**Work to complete:**
Write out the whole passage on the FIG. 13 communication network word for word.

**Text segment:**
FIG. 13 is a diagram of an illustrative system 1300 for enabling user controlled extended reality, in accordance with some embodiments of this disclosure. Computing devices 1307, 1308, 1310, 1311 (which may correspond to, e.g., computing device 1200 or 1201) may be coupled to communication network 1309. Communication network 1309 may be one or more networks including the Internet, a mobile phone network, mobile voice or data network (e.g., a 5G, 4G, or LTE network), cable network, public switched telephone network, or other types of communication network or combinations of communication networks. Paths (e.g., depicted as arrows connecting the respective devices to the communication network 1309) may separately or together include one or more communications paths, such as a satellite path, a fiber-optic path, a cable path, a path that supports Internet communications (e.g., IPTV), free-space connections (e.g., for broadcast or other wireless signals), or any other suitable wired or wireless communications path or combination of such paths. Communications with the client devices may be provided by one or more of these communications paths but are shown as a single path in FIG. 13 to avoid overcomplicating the drawing.

Although communications paths are not drawn between computing devices, these devices may communicate directly with each other via communications paths as well as other short-range, point-to-point communications paths, such as USB cables, IEEE 1394 cables, wireless paths (e.g., Bluetooth, infrared, IEEE 702-11x, etc.), or other short-range communication via wired or wireless paths. The computing devices may also communicate with each other directly through an indirect path via communication network 1309.

**Data listing:**
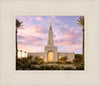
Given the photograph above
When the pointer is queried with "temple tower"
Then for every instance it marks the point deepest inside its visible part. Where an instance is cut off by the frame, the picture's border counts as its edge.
(50, 49)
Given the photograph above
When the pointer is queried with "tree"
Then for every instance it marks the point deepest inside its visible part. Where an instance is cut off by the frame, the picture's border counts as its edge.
(63, 59)
(18, 25)
(81, 24)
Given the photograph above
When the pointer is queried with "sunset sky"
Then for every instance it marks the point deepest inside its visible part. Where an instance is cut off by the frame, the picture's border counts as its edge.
(33, 36)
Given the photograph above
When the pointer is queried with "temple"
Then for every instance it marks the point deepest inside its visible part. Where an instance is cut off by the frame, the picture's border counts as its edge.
(50, 53)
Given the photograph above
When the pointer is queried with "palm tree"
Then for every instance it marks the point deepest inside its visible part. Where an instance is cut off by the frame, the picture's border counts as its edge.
(18, 25)
(81, 24)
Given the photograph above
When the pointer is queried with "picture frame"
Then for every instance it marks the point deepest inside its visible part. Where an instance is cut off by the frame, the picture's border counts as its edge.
(9, 76)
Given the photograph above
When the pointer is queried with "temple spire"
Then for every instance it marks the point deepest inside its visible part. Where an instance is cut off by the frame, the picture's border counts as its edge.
(50, 26)
(50, 36)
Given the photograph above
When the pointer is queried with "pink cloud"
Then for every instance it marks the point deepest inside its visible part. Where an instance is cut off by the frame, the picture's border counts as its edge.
(38, 18)
(74, 47)
(71, 37)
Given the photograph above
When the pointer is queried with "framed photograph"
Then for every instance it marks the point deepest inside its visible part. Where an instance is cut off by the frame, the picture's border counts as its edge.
(49, 43)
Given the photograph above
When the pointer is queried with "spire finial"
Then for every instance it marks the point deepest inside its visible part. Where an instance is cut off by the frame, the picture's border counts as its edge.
(50, 22)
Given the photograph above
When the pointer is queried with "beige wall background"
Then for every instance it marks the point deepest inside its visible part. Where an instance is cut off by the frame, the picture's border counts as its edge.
(90, 76)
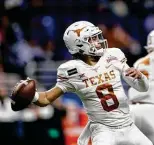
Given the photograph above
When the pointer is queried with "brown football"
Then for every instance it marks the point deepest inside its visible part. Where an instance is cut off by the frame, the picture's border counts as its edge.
(23, 95)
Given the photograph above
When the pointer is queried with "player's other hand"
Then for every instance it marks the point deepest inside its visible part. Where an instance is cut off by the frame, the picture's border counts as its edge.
(133, 72)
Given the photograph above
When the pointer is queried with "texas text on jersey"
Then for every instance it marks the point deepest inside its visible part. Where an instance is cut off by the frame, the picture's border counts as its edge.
(99, 87)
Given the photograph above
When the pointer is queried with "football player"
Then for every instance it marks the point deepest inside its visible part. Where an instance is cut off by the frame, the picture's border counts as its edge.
(142, 106)
(94, 74)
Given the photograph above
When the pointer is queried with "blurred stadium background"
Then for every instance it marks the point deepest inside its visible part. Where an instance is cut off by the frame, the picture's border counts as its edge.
(31, 44)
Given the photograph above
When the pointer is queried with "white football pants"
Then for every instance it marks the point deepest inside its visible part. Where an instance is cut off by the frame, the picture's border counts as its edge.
(143, 117)
(103, 135)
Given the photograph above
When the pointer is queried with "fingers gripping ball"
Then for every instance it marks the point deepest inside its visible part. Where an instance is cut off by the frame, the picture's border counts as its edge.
(23, 94)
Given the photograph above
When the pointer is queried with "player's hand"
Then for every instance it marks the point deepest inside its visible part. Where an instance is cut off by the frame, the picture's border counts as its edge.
(19, 83)
(132, 72)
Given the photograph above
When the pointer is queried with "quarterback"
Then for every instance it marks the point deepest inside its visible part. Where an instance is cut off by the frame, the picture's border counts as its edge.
(142, 106)
(95, 75)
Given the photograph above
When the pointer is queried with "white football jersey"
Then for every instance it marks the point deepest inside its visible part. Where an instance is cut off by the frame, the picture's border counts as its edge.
(99, 87)
(146, 66)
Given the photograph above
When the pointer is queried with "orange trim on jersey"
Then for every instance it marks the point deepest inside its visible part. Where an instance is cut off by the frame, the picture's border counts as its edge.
(145, 61)
(62, 78)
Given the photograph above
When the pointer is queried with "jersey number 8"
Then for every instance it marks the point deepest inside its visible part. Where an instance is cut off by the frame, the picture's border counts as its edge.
(107, 97)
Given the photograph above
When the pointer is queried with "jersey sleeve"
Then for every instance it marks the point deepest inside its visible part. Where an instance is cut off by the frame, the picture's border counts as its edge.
(64, 81)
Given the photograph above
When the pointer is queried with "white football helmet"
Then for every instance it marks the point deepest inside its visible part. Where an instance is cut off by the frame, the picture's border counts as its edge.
(150, 42)
(77, 35)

**Output:**
FIG. 13 is a diagram of an illustrative system 1300 for enabling user controlled extended reality, in accordance with some embodiments of this disclosure. Computing devices 1307, 1308, 1310, 1311 (which may correspond to, e.g., computing device 1200 or 1201) may be coupled to communication network 1309. Communication network 1309 may be one or more networks including the Internet, a mobile phone network, mobile voice or data network (e.g., a 5G, 4G, or LTE network), cable network, public switched telephone network, or other types of communication network or combinations of communication networks. Paths (e.g., depicted as arrows connecting the respective devices to the communication network 1309) may separately or together include one or more communications paths, such as a satellite path, a fiber-optic path, a cable path, a path that supports Internet communications (e.g., IPTV), free-space connections (e.g., for broadcast or other wireless signals), or any other suitable wired or wireless communications path or combination of such paths. Communications with the client devices may be provided by one or more of these communications paths but are shown as a single path in FIG. 13 to avoid overcomplicating the drawing.

Although communications paths are not drawn between computing devices, these devices may communicate directly with each other via communications paths as well as other short-range, point-to-point communications paths, such as USB cables, IEEE 1394 cables, wireless paths (e.g., Bluetooth, infrared, IEEE 702-11x, etc.), or other short-range communication via wired or wireless paths. The computing devices may also communicate with each other directly through an indirect path via communication network 1309.